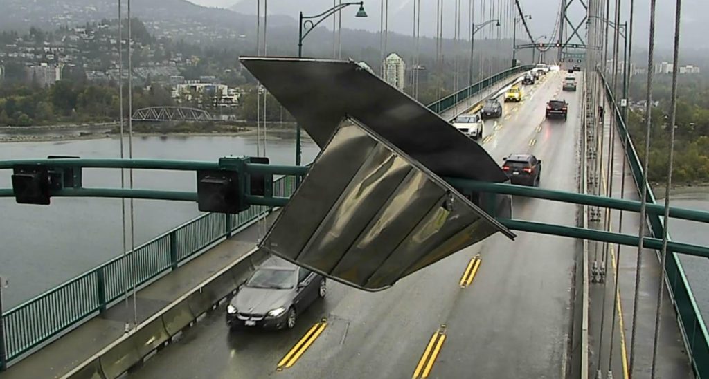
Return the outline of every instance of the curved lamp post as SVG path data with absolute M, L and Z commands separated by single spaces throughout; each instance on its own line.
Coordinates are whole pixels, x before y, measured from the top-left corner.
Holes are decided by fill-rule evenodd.
M 352 1 L 339 4 L 327 11 L 316 14 L 315 16 L 303 16 L 301 12 L 299 18 L 299 26 L 298 28 L 298 57 L 303 57 L 303 40 L 308 37 L 311 31 L 326 18 L 333 16 L 338 11 L 351 5 L 359 5 L 359 9 L 357 11 L 354 17 L 367 17 L 367 12 L 364 11 L 364 1 Z M 301 164 L 301 125 L 296 124 L 296 165 Z M 297 177 L 296 184 L 300 183 L 300 176 Z
M 475 47 L 475 33 L 478 33 L 480 29 L 490 25 L 492 23 L 495 23 L 495 26 L 500 26 L 500 20 L 488 20 L 484 23 L 476 24 L 475 23 L 472 23 L 472 28 L 471 30 L 472 32 L 470 33 L 470 61 L 468 65 L 468 86 L 473 85 L 473 49 Z

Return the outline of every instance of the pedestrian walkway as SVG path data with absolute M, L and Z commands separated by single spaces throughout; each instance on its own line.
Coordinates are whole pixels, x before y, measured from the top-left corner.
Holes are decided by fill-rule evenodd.
M 274 220 L 269 216 L 269 221 Z M 263 227 L 261 227 L 262 232 Z M 138 291 L 130 297 L 11 366 L 3 379 L 60 378 L 123 334 L 126 322 L 137 315 L 142 322 L 220 269 L 254 249 L 259 237 L 253 225 Z
M 640 201 L 637 189 L 631 174 L 630 166 L 625 159 L 623 143 L 614 130 L 613 143 L 613 159 L 610 169 L 608 152 L 610 133 L 610 118 L 613 117 L 610 105 L 605 104 L 603 119 L 603 147 L 601 158 L 600 189 L 601 195 L 608 191 L 610 196 Z M 625 185 L 623 166 L 625 166 Z M 624 187 L 622 188 L 622 187 Z M 589 191 L 591 190 L 589 189 Z M 623 212 L 623 222 L 619 224 L 620 211 L 614 210 L 610 216 L 601 210 L 600 222 L 593 222 L 590 227 L 603 229 L 605 217 L 610 221 L 610 230 L 637 235 L 640 229 L 640 215 L 634 212 Z M 619 227 L 619 225 L 620 225 Z M 649 235 L 647 228 L 645 234 Z M 605 378 L 608 368 L 613 371 L 613 378 L 627 378 L 630 375 L 630 360 L 632 338 L 633 302 L 637 248 L 605 244 L 590 242 L 588 256 L 591 265 L 597 261 L 607 268 L 603 283 L 591 283 L 590 287 L 591 307 L 589 335 L 592 341 L 593 354 L 591 358 L 591 375 L 596 376 L 600 368 Z M 652 349 L 654 336 L 655 314 L 657 305 L 657 293 L 659 289 L 660 263 L 657 251 L 643 249 L 643 263 L 640 268 L 640 288 L 638 290 L 637 326 L 636 327 L 636 346 L 634 373 L 637 378 L 649 378 L 652 369 Z M 618 273 L 618 298 L 615 295 L 615 272 Z M 693 374 L 689 358 L 684 349 L 681 334 L 677 324 L 677 317 L 669 293 L 663 294 L 661 309 L 662 324 L 658 342 L 659 359 L 656 366 L 658 378 L 693 378 Z M 605 296 L 605 298 L 604 298 Z M 603 311 L 601 311 L 603 305 Z M 599 330 L 603 329 L 603 335 Z M 612 330 L 613 329 L 613 330 Z M 611 333 L 613 337 L 611 338 Z M 612 359 L 609 364 L 609 353 L 612 349 Z M 599 359 L 600 358 L 600 359 Z M 600 366 L 599 366 L 600 363 Z

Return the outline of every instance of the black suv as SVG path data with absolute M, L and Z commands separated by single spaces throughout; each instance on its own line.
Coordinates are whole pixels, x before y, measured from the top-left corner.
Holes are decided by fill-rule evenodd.
M 559 116 L 566 120 L 568 111 L 569 104 L 566 103 L 566 100 L 550 100 L 549 103 L 547 103 L 546 115 L 547 118 L 551 116 Z
M 503 158 L 505 171 L 512 184 L 539 186 L 542 175 L 542 160 L 530 154 L 513 154 Z
M 483 120 L 502 117 L 502 105 L 497 100 L 488 100 L 480 111 L 480 118 Z

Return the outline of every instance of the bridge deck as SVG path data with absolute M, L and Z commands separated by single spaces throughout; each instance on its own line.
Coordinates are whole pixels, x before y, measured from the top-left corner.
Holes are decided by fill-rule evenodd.
M 211 276 L 219 268 L 252 250 L 257 237 L 257 227 L 249 227 L 139 290 L 138 322 L 145 321 Z M 61 377 L 121 336 L 126 317 L 133 319 L 133 310 L 131 297 L 128 310 L 123 302 L 108 308 L 103 315 L 11 366 L 2 373 L 3 379 Z
M 610 109 L 608 104 L 605 109 Z M 640 200 L 635 183 L 630 174 L 630 168 L 625 159 L 623 146 L 617 133 L 614 140 L 614 165 L 613 166 L 613 184 L 608 172 L 608 134 L 610 133 L 610 112 L 605 113 L 604 120 L 603 142 L 604 157 L 603 159 L 603 171 L 601 177 L 601 191 L 611 187 L 612 196 L 620 198 L 621 193 L 621 182 L 623 177 L 623 165 L 625 165 L 625 188 L 623 191 L 625 198 Z M 618 212 L 613 212 L 610 217 L 610 227 L 613 232 L 618 232 Z M 603 218 L 602 218 L 603 220 Z M 635 213 L 623 213 L 622 232 L 636 234 L 640 227 L 640 215 Z M 601 223 L 596 223 L 592 227 L 603 227 Z M 646 232 L 647 228 L 645 228 Z M 647 234 L 647 233 L 646 233 Z M 636 277 L 636 266 L 637 259 L 637 248 L 622 247 L 620 248 L 620 259 L 615 261 L 612 254 L 618 254 L 618 246 L 613 246 L 608 251 L 608 275 L 607 284 L 591 284 L 589 294 L 591 295 L 590 307 L 590 334 L 593 341 L 593 354 L 591 359 L 593 373 L 598 367 L 598 329 L 601 328 L 601 310 L 598 305 L 603 302 L 603 292 L 605 292 L 605 302 L 603 312 L 603 343 L 601 348 L 601 368 L 605 375 L 608 368 L 608 351 L 610 344 L 613 345 L 613 358 L 612 370 L 614 378 L 627 378 L 625 371 L 630 363 L 631 335 L 633 317 L 633 298 L 635 295 L 635 283 Z M 595 254 L 598 251 L 598 259 L 601 261 L 605 256 L 603 244 L 591 242 L 589 244 L 589 260 L 593 262 Z M 659 289 L 660 264 L 658 255 L 654 250 L 643 250 L 643 264 L 640 269 L 640 298 L 639 300 L 639 312 L 637 317 L 637 331 L 635 347 L 635 368 L 636 376 L 649 378 L 651 370 L 652 358 L 652 344 L 655 326 L 655 312 L 657 304 L 657 293 Z M 620 291 L 619 303 L 613 303 L 613 292 L 615 290 L 615 266 L 619 265 Z M 674 308 L 671 302 L 668 293 L 664 294 L 662 307 L 662 324 L 661 328 L 659 349 L 658 351 L 657 375 L 658 378 L 692 378 L 693 373 L 689 365 L 687 353 L 682 343 L 682 337 L 677 324 L 677 318 Z M 615 330 L 613 341 L 610 341 L 611 325 L 613 323 L 613 312 L 615 308 Z M 620 332 L 620 321 L 618 318 L 618 310 L 623 314 L 623 334 Z M 625 337 L 621 340 L 621 336 Z M 624 365 L 623 354 L 626 354 L 627 363 Z M 624 368 L 624 366 L 625 368 Z
M 493 157 L 532 152 L 545 163 L 542 186 L 576 188 L 579 92 L 562 92 L 552 74 L 526 99 L 505 105 L 489 121 L 481 143 Z M 555 96 L 571 104 L 566 123 L 545 120 Z M 575 225 L 574 205 L 517 199 L 515 217 Z M 404 378 L 413 373 L 433 334 L 445 339 L 432 366 L 438 378 L 562 378 L 571 313 L 576 241 L 520 233 L 493 236 L 402 280 L 368 293 L 330 282 L 329 293 L 302 314 L 293 330 L 230 332 L 223 310 L 188 330 L 133 374 L 136 378 Z M 481 264 L 471 285 L 459 281 L 470 259 Z M 327 328 L 297 363 L 277 373 L 279 361 L 315 322 Z

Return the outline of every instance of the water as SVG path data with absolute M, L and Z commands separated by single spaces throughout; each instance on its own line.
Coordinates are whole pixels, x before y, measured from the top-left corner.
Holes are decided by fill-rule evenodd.
M 269 136 L 271 162 L 295 161 L 293 133 Z M 133 139 L 133 157 L 216 162 L 229 155 L 256 155 L 255 135 L 214 137 L 140 137 Z M 313 160 L 319 148 L 303 140 L 303 162 Z M 0 144 L 0 159 L 45 158 L 48 155 L 118 157 L 119 140 Z M 0 188 L 10 188 L 11 171 L 0 170 Z M 192 172 L 136 170 L 134 186 L 145 189 L 196 191 Z M 117 169 L 84 170 L 86 187 L 120 187 Z M 127 183 L 126 183 L 127 185 Z M 0 275 L 9 286 L 3 290 L 9 309 L 121 254 L 123 232 L 120 199 L 55 198 L 51 206 L 19 205 L 0 198 Z M 191 202 L 136 200 L 135 244 L 201 214 Z
M 709 211 L 709 188 L 686 188 L 679 191 L 672 195 L 671 205 L 673 207 Z M 684 220 L 671 219 L 670 222 L 669 230 L 673 240 L 709 245 L 709 233 L 707 232 L 709 226 Z M 709 259 L 682 254 L 680 261 L 706 323 L 709 321 Z

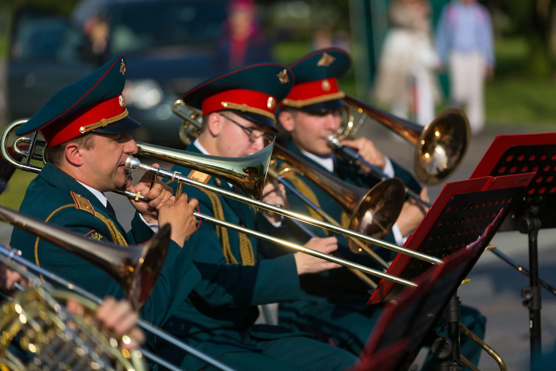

□ □ □ □

Reproduce the material from its start through the line containing "M 475 47 L 475", substituting "street light" for "curved lamp post" and leaving everything else unchanged. Omit the pictures from your answer.

Return the outline of every instance of the street light as SVG path data with absolute M, L and Z commands separated by single spaces throughout; each instance on its own line.
Coordinates are whole pixels, x before y, measured from the top-left corner.
Holes are decided by fill-rule evenodd.
M 352 1 L 339 4 L 327 11 L 316 14 L 315 16 L 303 16 L 301 12 L 299 18 L 299 26 L 298 28 L 298 57 L 303 57 L 303 40 L 308 37 L 311 31 L 326 18 L 333 16 L 338 11 L 351 5 L 359 5 L 359 9 L 357 11 L 354 17 L 367 17 L 367 12 L 364 11 L 364 1 Z M 301 164 L 301 125 L 296 124 L 296 165 Z M 297 177 L 296 184 L 300 183 L 300 176 Z
M 475 47 L 475 33 L 478 33 L 480 29 L 490 25 L 492 23 L 495 23 L 495 26 L 500 26 L 500 20 L 488 20 L 484 23 L 476 24 L 475 23 L 472 23 L 472 28 L 471 30 L 472 32 L 470 33 L 470 61 L 468 65 L 468 86 L 473 85 L 473 49 Z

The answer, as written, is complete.